=== PROBLEM ===
The records below hold pictures; please leave those out and retype the rest exactly.

=== EXERCISE DATA ===
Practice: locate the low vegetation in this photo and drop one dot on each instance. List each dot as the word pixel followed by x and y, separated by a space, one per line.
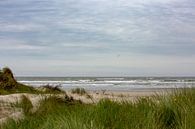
pixel 80 91
pixel 8 83
pixel 176 111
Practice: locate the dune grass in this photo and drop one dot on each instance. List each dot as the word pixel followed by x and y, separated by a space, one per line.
pixel 175 111
pixel 80 91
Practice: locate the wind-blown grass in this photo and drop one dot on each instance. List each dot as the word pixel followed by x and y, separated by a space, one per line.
pixel 175 111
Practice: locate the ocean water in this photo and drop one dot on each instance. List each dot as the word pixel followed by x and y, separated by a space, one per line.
pixel 111 83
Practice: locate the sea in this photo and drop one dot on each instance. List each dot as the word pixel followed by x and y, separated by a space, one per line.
pixel 111 83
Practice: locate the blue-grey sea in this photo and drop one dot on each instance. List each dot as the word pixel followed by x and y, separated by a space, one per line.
pixel 111 83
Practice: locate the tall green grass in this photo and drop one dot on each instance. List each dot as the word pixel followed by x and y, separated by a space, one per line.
pixel 174 111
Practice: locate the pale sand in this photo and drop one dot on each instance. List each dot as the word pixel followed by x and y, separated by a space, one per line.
pixel 6 111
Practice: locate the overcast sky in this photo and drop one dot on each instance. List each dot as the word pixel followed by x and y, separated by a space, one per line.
pixel 98 37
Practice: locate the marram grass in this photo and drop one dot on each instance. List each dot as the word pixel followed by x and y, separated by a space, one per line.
pixel 175 111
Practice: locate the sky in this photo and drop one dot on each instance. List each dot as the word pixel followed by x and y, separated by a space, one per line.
pixel 98 37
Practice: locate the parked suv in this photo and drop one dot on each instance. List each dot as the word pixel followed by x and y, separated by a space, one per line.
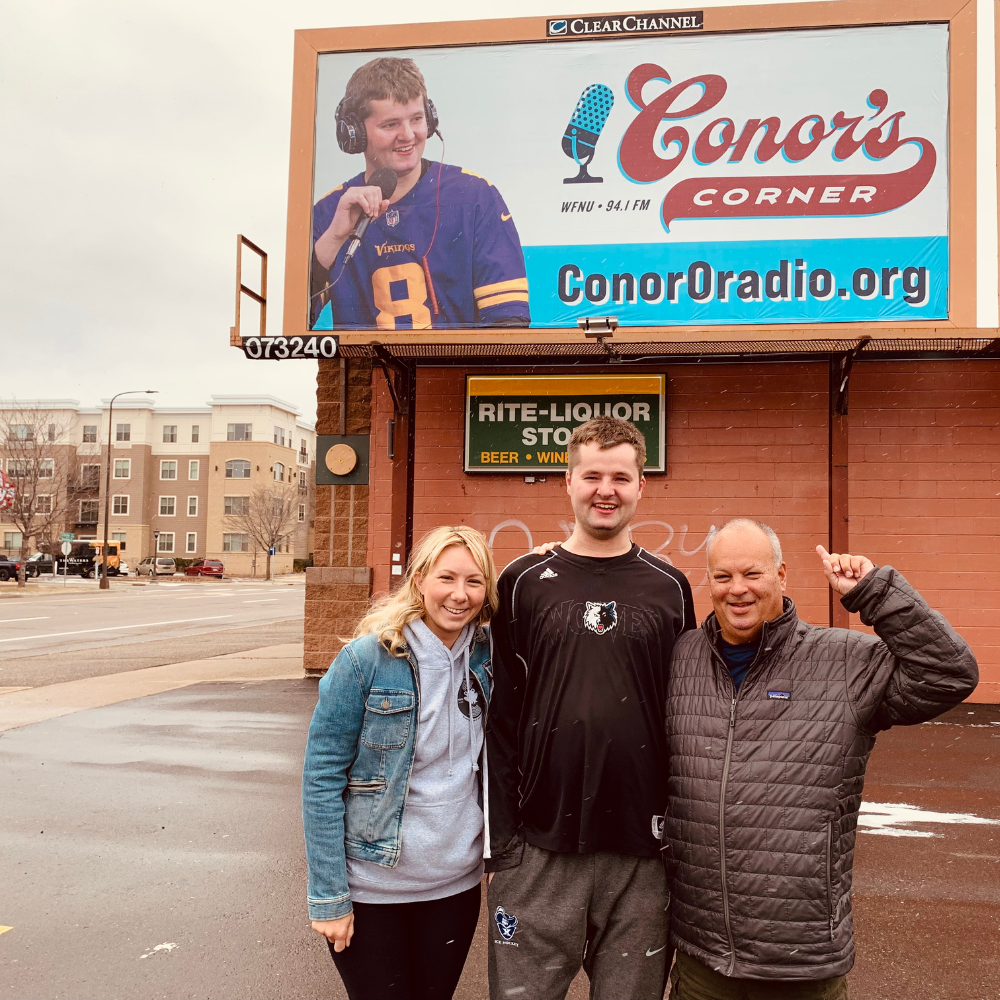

=== RESPONSE TO THIS TASK ===
Practice: locate the low vegetation in this photo and drop one dot on each instance. List each dot as the word pixel followed by x and y, separated by a space, one per line.
pixel 80 91
pixel 8 83
pixel 176 111
Practice: locate the dune grass in this photo and drop one dot on each instance. List each dot as the word pixel followed by x and y, separated by a space, one per line.
pixel 175 111
pixel 80 91
Practice: locate the wind-blown grass in this photo and drop one dot on each instance. List each dot as the word pixel followed by x and y, separated by a space, one per line.
pixel 175 111
Practice: locate the ocean water in this photo and drop one dot on each instance. List each dot as the word pixel followed by x and y, separated by a space, one per line.
pixel 111 83
Practice: locate the sea in this photo and drop one dot on each instance. List each dot as the word pixel followed by x and y, separated by a space, one per line.
pixel 111 83
Practice: locate the blue-grey sea in this photo and drop one dot on each instance. List each dot as the word pixel followed by x and y, separated by a space, one per line.
pixel 111 83
Practice: locate the tall green grass in this photo and drop one dot on each instance. List each dot as the word pixel followed by x and y, separated by a space, one per line.
pixel 174 111
Practice: locate the pale sand in this photo and drop one dot on each instance. List each dot as the word pixel followed by x and y, separated by a space, one per line.
pixel 6 111
Practice: locate the overcast sky in this photo and drop one dot on each instance. List each dot as the word pixel followed by x and y, separated by a space, one per line.
pixel 98 37
Practice: locate the marram grass in this photo and drop one dot on each instance. List each dot as the word pixel followed by x and y, separated by a space, one per line.
pixel 175 111
Practice: locate the sky in this photo and drop one dot on each instance. List each dot as the word pixel followed by x and y, separated by a space, one per line.
pixel 98 37
Practice: locate the parked suv in this photo and drop one dot on each instance. List each dot as the word pixel followed by x and y, separated by a space, one per line.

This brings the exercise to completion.